* **ENTRIES SUPPLIED**
——

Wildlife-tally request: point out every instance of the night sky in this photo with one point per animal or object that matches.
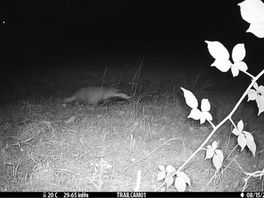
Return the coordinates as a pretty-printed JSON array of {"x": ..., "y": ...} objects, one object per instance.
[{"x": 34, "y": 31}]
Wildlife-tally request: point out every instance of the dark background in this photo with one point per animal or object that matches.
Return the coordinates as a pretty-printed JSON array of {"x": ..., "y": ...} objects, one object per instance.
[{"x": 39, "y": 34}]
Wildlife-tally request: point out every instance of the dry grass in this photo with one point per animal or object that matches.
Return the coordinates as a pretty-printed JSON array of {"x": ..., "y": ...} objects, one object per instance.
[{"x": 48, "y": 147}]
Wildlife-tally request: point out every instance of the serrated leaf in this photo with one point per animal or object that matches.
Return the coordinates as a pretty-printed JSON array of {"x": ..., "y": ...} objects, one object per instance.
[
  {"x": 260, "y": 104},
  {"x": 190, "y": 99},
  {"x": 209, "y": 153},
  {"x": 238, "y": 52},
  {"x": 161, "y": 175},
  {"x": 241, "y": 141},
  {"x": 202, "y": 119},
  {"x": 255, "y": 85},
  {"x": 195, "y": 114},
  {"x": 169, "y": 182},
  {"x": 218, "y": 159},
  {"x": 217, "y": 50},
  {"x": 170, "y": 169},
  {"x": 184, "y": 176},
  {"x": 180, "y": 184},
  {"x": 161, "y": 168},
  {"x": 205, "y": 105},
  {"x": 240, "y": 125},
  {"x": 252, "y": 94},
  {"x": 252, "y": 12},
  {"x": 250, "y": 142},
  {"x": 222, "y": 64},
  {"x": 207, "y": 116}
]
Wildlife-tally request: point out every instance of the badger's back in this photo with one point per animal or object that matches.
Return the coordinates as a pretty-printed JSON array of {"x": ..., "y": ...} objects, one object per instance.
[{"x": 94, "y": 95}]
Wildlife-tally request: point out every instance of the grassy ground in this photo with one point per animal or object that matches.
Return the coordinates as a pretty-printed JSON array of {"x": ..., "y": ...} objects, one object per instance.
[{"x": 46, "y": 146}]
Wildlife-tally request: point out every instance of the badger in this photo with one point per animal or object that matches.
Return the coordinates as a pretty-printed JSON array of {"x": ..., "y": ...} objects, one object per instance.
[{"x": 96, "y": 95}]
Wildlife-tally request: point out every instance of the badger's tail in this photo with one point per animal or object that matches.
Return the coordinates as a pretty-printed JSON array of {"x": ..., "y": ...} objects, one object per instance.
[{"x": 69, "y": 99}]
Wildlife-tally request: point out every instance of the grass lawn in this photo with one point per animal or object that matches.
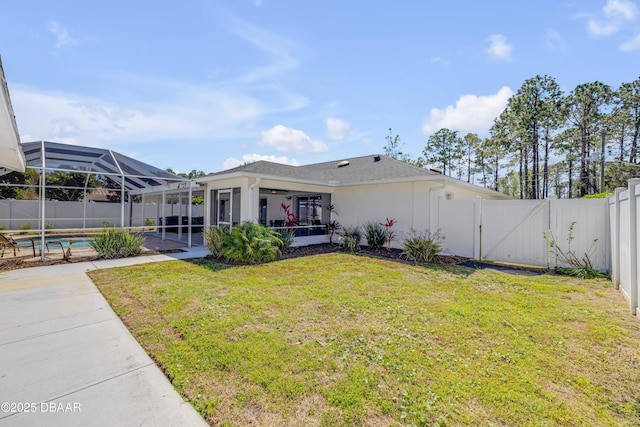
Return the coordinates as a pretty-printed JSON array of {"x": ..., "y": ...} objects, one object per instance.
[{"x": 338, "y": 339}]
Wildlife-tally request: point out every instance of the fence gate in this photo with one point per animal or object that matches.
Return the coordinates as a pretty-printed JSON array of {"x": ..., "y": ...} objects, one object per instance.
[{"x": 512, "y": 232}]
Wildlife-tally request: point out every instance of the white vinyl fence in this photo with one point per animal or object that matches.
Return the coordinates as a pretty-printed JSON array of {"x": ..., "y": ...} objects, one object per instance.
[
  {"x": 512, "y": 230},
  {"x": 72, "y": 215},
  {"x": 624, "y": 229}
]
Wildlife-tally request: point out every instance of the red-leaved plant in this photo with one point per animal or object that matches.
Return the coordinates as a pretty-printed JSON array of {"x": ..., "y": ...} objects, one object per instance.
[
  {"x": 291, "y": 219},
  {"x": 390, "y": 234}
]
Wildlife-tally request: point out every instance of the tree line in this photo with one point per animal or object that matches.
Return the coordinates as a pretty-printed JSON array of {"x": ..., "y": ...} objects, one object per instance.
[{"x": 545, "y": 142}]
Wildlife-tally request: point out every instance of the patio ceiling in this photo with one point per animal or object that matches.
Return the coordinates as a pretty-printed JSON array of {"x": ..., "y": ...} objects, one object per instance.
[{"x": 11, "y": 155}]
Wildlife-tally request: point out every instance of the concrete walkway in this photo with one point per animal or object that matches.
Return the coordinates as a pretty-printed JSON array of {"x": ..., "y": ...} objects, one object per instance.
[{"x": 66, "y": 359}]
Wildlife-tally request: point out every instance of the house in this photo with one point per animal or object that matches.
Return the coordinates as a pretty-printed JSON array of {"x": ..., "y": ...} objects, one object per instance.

——

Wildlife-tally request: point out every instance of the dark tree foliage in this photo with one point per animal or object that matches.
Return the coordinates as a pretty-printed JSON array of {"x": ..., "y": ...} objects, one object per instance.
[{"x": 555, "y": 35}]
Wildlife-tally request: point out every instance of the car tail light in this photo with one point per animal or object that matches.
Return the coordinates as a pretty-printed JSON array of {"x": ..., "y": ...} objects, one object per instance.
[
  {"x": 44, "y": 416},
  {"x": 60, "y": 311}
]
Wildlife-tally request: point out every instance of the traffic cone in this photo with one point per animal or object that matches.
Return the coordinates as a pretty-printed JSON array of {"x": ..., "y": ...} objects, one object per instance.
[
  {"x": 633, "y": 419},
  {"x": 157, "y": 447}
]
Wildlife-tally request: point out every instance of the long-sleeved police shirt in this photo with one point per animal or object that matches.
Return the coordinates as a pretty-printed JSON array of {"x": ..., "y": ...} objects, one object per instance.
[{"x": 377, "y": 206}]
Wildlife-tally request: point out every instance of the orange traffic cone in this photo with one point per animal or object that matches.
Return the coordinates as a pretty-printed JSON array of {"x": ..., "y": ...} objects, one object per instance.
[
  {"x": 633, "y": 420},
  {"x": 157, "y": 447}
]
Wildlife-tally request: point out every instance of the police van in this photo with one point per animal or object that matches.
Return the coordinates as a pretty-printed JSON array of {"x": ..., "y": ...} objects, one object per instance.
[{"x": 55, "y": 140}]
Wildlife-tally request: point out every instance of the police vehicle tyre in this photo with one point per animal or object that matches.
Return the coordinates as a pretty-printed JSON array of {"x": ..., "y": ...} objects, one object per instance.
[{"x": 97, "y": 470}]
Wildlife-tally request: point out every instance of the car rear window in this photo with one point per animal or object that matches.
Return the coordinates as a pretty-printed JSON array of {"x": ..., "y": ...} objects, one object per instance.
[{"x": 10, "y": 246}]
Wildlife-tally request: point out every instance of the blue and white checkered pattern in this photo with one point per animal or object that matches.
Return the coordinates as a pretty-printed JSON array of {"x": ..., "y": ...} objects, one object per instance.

——

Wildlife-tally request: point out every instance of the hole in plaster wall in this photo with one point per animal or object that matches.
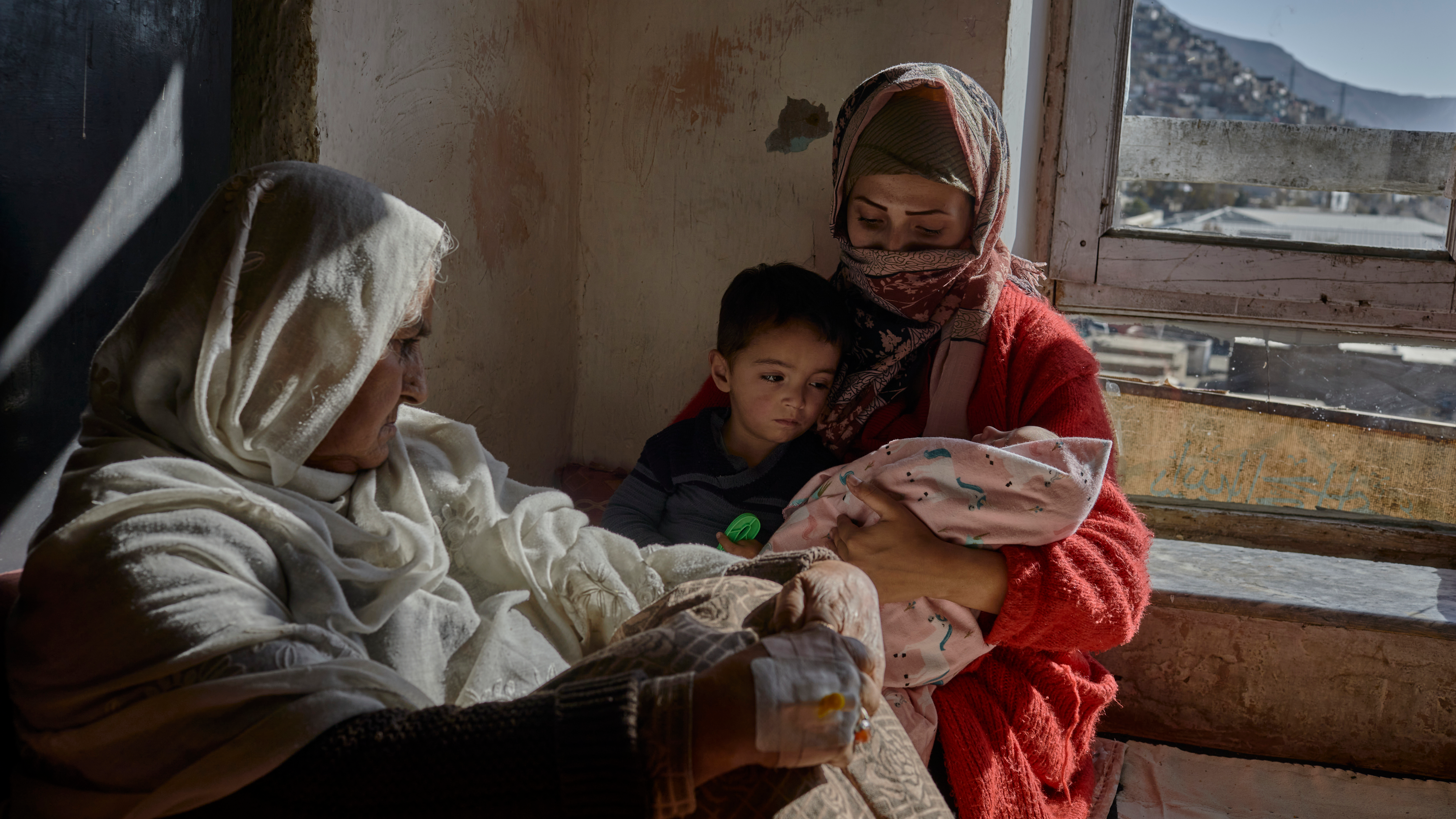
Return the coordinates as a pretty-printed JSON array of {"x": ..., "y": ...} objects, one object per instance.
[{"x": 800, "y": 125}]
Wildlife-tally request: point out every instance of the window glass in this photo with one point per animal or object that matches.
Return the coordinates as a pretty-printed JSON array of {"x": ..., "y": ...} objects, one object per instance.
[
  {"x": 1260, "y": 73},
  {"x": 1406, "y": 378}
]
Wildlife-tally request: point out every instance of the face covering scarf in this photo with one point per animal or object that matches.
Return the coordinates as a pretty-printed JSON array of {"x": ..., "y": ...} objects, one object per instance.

——

* **ABOUT THIS EXERCISE**
Print, exactly, each line above from the one with "Wildlife-tally request: point out every instance of the night" to the one with "the dark background", end lines included. Leave pictures out of it.

* **ANSWER SECTION**
Wildlife-tally request: point out every instance of the night sky in this photo with one point per animal or object that matches.
Return the coordinates as a pretty-printed JSON array of {"x": ..., "y": ...} objects, one object per instance.
[{"x": 34, "y": 31}]
Wildlife-tally request: point out every instance of the dark background in this photo with one point per animal or object that matches.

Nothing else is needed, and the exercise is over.